Find every line in the rows below that contains the string "ceramic" and copy each one. Match the case as it is given.

===== PROVIDED ENTRIES

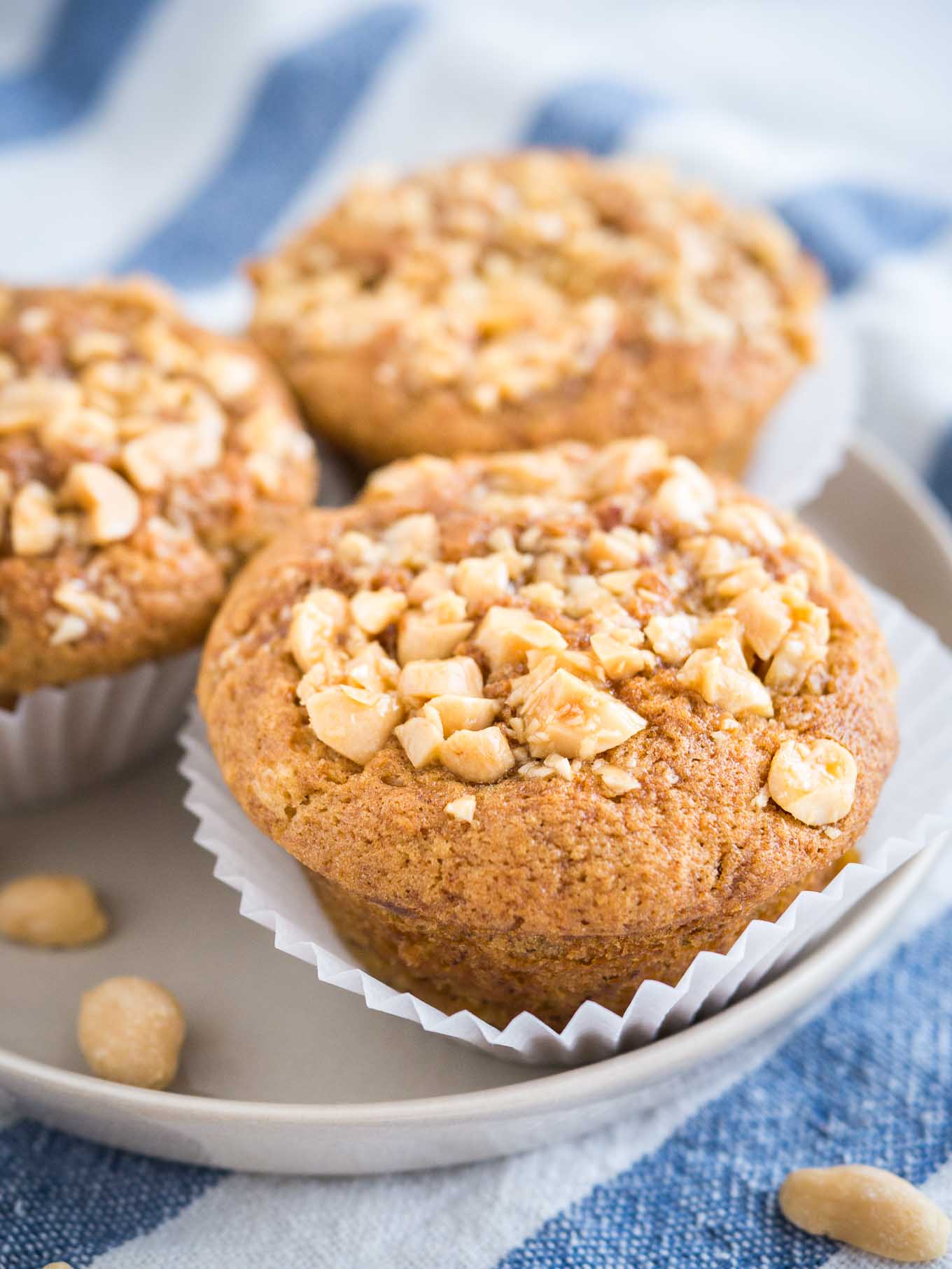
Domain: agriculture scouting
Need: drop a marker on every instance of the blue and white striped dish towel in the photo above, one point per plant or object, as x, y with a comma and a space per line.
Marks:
181, 136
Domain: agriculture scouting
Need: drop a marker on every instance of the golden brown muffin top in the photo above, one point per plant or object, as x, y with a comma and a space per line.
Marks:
134, 446
505, 277
622, 683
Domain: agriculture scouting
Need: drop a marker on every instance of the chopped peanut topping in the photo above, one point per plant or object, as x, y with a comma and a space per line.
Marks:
507, 633
504, 278
421, 680
111, 504
314, 622
462, 808
465, 713
568, 716
34, 526
421, 738
111, 407
526, 655
376, 610
814, 780
354, 721
479, 757
722, 678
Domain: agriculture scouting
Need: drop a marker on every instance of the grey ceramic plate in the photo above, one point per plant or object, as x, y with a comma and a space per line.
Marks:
285, 1074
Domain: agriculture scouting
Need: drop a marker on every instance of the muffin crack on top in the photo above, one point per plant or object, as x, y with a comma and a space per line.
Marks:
575, 702
533, 297
141, 461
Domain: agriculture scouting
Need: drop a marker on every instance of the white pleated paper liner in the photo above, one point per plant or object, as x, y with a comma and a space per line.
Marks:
60, 740
805, 440
914, 811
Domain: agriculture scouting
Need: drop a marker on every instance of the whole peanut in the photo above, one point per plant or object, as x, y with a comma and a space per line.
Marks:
867, 1207
131, 1031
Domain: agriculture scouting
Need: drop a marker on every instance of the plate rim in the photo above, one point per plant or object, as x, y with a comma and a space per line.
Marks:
602, 1080
605, 1079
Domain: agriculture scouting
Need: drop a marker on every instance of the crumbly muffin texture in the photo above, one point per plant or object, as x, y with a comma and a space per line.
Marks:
546, 724
141, 461
541, 296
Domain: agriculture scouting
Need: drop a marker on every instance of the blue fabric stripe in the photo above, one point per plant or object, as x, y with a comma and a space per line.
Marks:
298, 115
68, 1200
593, 115
81, 52
848, 227
866, 1081
939, 471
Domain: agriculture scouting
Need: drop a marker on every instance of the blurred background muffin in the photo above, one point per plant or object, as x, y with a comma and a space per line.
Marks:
141, 461
522, 300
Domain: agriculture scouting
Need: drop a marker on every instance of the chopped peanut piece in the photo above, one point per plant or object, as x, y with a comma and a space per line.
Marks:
814, 780
620, 466
230, 374
469, 713
51, 910
507, 633
354, 721
34, 402
170, 451
421, 680
413, 540
477, 757
421, 638
482, 580
111, 504
568, 716
686, 498
372, 669
869, 1208
721, 677
462, 808
809, 552
315, 621
620, 659
764, 618
34, 526
131, 1031
617, 780
421, 738
672, 638
374, 610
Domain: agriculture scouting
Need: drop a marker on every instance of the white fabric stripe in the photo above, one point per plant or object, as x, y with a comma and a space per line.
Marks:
746, 162
102, 187
903, 314
23, 38
468, 1217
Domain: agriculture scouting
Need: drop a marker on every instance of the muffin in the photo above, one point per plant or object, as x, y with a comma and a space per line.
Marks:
545, 725
141, 461
518, 301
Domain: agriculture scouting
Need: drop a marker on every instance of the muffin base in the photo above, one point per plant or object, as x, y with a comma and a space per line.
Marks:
499, 975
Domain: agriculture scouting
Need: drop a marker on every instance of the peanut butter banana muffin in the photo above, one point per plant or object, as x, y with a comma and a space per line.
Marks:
141, 461
545, 725
517, 301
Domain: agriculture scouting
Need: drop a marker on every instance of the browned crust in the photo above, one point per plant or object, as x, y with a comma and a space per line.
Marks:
545, 858
167, 591
706, 396
499, 975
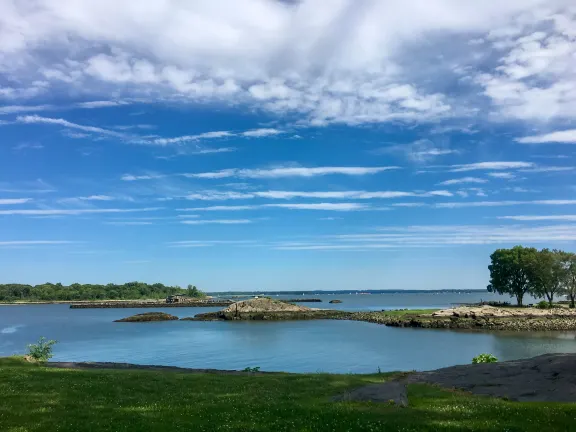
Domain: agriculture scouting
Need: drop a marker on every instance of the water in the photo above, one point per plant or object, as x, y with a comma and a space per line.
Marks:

==========

**THE OUTPUT**
Need: drop a marker on every instance of the grey ceramic plate in the photo above, one point per plant or object, as x, y with a comma and a space per line.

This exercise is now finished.